Rewrite the listing from the line with "Look at the photo above. For every instance of the tracked" through the end, changing "machine" to "vehicle" and keeping everything else the same.

### SUPPLIED MATERIAL

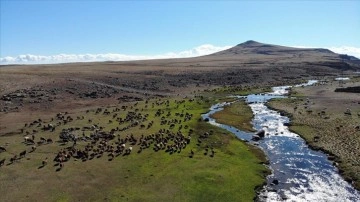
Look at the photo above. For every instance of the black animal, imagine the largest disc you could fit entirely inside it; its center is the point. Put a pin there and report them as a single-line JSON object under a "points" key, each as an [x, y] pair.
{"points": [[2, 149], [22, 154]]}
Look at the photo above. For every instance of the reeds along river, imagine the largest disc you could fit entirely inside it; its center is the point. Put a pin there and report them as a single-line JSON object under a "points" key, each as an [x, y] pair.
{"points": [[298, 173]]}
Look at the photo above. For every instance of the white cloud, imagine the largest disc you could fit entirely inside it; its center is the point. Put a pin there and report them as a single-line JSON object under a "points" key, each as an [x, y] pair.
{"points": [[64, 58], [197, 51]]}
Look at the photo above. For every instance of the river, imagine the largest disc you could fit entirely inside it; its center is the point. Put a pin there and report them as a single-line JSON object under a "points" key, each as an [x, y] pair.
{"points": [[298, 172]]}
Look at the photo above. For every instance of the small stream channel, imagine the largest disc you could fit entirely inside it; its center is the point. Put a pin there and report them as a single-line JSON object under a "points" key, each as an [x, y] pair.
{"points": [[302, 174]]}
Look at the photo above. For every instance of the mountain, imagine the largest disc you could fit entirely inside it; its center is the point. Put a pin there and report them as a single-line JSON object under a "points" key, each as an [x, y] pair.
{"points": [[253, 48]]}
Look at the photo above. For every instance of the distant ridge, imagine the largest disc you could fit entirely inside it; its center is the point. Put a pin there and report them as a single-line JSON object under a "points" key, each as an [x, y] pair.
{"points": [[254, 47]]}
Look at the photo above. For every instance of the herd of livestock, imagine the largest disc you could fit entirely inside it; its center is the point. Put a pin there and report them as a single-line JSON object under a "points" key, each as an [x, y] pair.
{"points": [[94, 141]]}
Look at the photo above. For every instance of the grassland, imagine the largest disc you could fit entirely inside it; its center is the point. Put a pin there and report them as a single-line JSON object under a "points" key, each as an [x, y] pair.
{"points": [[231, 174], [238, 115]]}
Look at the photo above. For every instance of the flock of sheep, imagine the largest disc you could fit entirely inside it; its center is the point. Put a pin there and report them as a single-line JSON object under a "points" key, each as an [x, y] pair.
{"points": [[94, 141]]}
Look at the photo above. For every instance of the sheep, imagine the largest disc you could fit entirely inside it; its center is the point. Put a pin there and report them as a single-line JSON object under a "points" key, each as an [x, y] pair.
{"points": [[22, 154], [2, 149], [191, 154], [33, 148], [44, 162]]}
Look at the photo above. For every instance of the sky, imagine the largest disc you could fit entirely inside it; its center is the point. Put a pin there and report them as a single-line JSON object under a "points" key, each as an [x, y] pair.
{"points": [[50, 31]]}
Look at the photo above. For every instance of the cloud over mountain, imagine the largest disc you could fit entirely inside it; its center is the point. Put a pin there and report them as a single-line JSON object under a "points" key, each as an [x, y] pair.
{"points": [[64, 58], [197, 51]]}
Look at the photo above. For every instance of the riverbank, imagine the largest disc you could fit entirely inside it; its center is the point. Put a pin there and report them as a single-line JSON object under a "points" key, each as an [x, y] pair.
{"points": [[318, 115], [238, 115], [214, 165]]}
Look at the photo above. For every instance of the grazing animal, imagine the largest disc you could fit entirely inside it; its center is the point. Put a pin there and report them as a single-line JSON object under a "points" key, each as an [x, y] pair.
{"points": [[22, 154], [2, 149], [44, 162], [13, 159]]}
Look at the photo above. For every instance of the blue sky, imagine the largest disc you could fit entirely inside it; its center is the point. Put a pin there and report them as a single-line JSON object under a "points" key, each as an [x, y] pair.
{"points": [[156, 27]]}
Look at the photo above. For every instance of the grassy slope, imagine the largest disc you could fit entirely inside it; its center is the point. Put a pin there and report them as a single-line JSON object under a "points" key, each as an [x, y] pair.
{"points": [[343, 142], [238, 115], [231, 175]]}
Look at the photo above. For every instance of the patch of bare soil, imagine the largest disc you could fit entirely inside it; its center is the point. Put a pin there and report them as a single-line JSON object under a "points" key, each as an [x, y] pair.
{"points": [[330, 121]]}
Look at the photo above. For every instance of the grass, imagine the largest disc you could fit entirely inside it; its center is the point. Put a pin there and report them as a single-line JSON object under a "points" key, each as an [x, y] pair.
{"points": [[233, 174], [238, 115]]}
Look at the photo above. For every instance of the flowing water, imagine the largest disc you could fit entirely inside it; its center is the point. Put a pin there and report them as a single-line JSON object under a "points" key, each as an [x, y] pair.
{"points": [[300, 174]]}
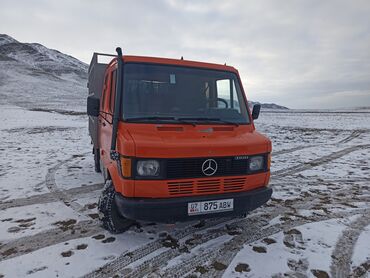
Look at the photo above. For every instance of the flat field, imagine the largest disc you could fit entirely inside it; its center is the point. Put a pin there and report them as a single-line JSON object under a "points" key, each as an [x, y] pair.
{"points": [[316, 225]]}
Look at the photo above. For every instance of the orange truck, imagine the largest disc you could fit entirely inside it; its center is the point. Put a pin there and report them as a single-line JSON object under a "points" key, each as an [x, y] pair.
{"points": [[174, 140]]}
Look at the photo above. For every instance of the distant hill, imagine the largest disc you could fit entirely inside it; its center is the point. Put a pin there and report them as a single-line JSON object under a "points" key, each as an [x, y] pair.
{"points": [[271, 106], [34, 76]]}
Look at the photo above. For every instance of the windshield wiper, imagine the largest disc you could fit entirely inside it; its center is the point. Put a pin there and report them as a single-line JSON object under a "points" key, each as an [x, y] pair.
{"points": [[159, 118], [149, 118], [205, 119]]}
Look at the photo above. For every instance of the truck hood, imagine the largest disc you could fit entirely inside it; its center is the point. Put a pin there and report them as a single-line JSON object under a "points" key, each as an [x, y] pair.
{"points": [[167, 141]]}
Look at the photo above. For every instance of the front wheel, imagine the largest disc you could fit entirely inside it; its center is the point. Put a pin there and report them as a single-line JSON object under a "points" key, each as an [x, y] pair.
{"points": [[108, 211]]}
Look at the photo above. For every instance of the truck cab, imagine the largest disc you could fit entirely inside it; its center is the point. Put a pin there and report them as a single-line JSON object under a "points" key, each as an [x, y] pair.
{"points": [[175, 141]]}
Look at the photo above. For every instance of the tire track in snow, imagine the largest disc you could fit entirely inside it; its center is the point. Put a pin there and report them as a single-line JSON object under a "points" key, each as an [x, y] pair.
{"points": [[47, 238], [119, 264], [353, 135], [122, 261], [50, 197], [130, 257], [343, 251], [317, 162], [59, 194], [253, 230], [229, 250]]}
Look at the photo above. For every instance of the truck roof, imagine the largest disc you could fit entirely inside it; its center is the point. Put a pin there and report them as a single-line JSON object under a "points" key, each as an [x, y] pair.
{"points": [[178, 62]]}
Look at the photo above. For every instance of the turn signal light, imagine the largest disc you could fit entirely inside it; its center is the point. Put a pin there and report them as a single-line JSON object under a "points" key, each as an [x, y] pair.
{"points": [[126, 167]]}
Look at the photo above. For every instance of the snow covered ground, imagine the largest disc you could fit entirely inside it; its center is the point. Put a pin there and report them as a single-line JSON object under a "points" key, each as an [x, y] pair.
{"points": [[316, 225]]}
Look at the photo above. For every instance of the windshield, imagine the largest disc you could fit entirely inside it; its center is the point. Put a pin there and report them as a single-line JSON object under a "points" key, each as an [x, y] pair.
{"points": [[181, 94]]}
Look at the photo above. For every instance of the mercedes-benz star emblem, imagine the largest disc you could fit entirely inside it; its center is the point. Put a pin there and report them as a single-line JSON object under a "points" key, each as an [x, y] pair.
{"points": [[209, 167]]}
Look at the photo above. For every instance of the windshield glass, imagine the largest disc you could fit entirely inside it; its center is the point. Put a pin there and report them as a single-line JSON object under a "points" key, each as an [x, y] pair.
{"points": [[171, 93]]}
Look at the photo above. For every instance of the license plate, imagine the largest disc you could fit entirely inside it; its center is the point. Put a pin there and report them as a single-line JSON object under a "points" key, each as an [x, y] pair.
{"points": [[210, 206]]}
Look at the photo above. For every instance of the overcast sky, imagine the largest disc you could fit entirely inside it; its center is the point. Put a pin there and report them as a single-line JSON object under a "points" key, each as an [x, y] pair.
{"points": [[301, 54]]}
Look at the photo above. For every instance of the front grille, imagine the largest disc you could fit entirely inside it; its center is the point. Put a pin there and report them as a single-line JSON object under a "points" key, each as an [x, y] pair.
{"points": [[206, 186], [192, 167], [176, 188]]}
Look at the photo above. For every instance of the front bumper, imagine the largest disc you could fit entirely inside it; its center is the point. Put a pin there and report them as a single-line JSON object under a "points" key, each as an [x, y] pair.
{"points": [[170, 210]]}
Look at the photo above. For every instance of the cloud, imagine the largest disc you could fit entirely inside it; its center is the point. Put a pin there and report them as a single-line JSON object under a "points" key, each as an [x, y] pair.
{"points": [[289, 52]]}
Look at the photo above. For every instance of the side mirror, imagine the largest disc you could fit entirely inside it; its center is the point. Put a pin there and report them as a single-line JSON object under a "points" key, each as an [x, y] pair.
{"points": [[93, 106], [256, 111]]}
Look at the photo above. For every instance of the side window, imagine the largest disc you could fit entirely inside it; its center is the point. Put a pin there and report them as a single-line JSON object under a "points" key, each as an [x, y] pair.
{"points": [[112, 90], [104, 94], [226, 92]]}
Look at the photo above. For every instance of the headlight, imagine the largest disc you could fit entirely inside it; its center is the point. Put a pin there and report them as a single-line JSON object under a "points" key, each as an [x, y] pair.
{"points": [[147, 168], [256, 163]]}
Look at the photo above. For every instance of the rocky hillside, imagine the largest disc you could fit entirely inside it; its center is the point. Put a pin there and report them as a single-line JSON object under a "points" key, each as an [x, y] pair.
{"points": [[36, 77]]}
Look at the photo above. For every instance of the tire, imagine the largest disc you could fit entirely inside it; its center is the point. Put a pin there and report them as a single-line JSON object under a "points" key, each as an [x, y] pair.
{"points": [[97, 160], [108, 211]]}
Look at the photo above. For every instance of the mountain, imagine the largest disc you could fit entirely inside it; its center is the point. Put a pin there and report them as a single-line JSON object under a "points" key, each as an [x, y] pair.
{"points": [[39, 78], [36, 77]]}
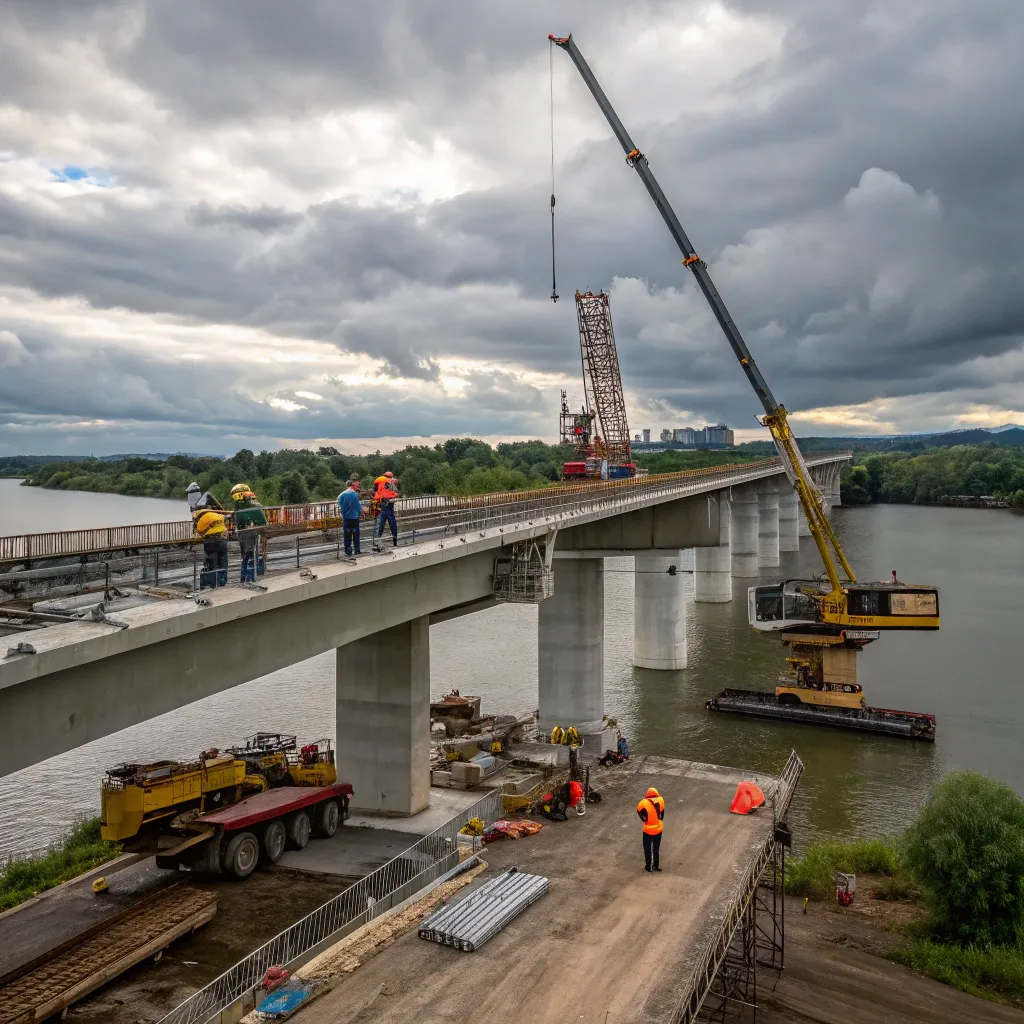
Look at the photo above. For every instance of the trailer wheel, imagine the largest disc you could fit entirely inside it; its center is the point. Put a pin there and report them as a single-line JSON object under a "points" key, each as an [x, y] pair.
{"points": [[328, 816], [242, 855], [274, 839], [298, 829]]}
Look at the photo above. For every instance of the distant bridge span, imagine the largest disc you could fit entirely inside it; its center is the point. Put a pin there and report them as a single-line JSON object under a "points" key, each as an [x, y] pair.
{"points": [[87, 679]]}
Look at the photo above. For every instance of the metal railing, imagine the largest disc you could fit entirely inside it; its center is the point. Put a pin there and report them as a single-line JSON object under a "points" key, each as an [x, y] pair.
{"points": [[431, 511], [383, 889]]}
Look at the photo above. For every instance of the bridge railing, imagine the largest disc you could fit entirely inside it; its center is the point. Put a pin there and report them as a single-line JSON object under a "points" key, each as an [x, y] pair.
{"points": [[383, 889], [426, 512]]}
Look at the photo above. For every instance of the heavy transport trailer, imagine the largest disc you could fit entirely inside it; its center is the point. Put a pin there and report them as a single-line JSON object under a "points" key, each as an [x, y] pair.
{"points": [[232, 840], [786, 707]]}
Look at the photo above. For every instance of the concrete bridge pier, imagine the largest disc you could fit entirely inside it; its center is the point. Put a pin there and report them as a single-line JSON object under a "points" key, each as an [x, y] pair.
{"points": [[570, 648], [713, 568], [790, 516], [803, 526], [383, 726], [768, 524], [658, 612], [743, 537]]}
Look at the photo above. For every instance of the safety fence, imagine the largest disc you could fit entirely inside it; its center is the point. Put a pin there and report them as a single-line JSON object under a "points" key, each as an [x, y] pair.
{"points": [[427, 512], [698, 985], [390, 885]]}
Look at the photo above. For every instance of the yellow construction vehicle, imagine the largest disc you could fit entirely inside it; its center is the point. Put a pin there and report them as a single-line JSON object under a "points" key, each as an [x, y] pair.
{"points": [[844, 613], [276, 758]]}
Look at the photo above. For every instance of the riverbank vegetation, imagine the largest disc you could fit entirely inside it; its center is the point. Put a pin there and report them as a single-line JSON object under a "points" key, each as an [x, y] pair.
{"points": [[963, 859], [461, 466], [81, 851], [902, 477]]}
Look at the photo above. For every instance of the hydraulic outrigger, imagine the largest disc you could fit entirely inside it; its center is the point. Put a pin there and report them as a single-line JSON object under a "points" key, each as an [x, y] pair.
{"points": [[826, 625]]}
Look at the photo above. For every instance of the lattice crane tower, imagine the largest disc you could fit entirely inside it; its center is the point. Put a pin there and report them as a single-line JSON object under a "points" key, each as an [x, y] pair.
{"points": [[601, 380]]}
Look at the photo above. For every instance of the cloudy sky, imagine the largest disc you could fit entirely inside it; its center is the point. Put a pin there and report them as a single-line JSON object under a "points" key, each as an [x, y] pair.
{"points": [[257, 223]]}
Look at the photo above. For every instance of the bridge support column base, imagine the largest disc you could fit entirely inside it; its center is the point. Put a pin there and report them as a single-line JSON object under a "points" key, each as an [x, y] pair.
{"points": [[743, 540], [570, 648], [713, 566], [658, 613], [383, 728], [768, 524]]}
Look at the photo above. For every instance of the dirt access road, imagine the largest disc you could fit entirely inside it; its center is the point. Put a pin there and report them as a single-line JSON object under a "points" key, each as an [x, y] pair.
{"points": [[607, 943]]}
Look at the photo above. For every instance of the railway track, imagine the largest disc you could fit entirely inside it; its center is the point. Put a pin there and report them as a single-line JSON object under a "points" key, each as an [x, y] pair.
{"points": [[62, 976]]}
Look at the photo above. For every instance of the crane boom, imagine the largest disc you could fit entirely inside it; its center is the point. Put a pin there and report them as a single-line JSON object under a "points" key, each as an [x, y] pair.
{"points": [[775, 415]]}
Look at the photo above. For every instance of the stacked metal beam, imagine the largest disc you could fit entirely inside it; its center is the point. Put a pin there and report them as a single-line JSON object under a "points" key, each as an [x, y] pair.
{"points": [[469, 923]]}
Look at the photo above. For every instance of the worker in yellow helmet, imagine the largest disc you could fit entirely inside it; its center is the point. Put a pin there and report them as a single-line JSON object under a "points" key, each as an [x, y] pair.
{"points": [[250, 525], [386, 493], [211, 525], [651, 813]]}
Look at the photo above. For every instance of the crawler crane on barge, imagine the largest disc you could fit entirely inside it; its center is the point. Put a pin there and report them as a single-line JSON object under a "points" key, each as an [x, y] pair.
{"points": [[825, 623]]}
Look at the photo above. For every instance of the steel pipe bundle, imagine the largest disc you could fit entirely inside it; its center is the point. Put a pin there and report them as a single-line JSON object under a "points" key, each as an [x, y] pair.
{"points": [[468, 924]]}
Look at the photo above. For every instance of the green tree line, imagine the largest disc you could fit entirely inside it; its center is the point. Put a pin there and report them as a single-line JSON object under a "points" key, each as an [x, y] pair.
{"points": [[458, 467], [922, 479], [963, 857]]}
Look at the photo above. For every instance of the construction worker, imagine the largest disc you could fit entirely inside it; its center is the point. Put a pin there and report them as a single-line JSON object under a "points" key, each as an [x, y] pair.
{"points": [[348, 503], [651, 812], [385, 492], [211, 524], [250, 523]]}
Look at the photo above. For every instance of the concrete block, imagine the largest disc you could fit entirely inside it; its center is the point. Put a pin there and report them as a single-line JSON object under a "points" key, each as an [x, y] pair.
{"points": [[521, 784], [596, 743], [464, 771]]}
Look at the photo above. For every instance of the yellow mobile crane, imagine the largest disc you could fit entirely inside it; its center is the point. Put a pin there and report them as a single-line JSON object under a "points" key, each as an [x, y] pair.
{"points": [[826, 623]]}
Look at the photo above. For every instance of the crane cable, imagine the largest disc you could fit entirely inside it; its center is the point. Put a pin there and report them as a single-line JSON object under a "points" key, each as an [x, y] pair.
{"points": [[551, 78]]}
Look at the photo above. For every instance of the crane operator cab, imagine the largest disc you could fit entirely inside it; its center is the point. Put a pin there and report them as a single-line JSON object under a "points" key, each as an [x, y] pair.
{"points": [[800, 604]]}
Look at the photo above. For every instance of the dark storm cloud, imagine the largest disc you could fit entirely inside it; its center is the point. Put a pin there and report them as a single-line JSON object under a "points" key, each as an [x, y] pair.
{"points": [[856, 192]]}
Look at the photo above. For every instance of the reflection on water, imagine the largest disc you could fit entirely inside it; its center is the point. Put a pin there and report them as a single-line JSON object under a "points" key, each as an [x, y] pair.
{"points": [[854, 784]]}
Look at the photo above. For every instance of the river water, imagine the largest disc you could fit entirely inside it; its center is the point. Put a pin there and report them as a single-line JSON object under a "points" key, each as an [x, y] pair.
{"points": [[967, 674]]}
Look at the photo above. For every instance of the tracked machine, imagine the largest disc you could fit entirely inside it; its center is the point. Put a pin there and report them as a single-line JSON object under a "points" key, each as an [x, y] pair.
{"points": [[227, 810], [824, 623]]}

######

◆ **EXPECTED OUTPUT**
Look at the photo above. For every instance of the tracked vehicle, imagine the largest disc you could fit entirely inside it; its center is the point. Put a pin there and report them as a single-line JSON object under a "points" key, each as an [x, y] pair.
{"points": [[227, 810], [824, 623]]}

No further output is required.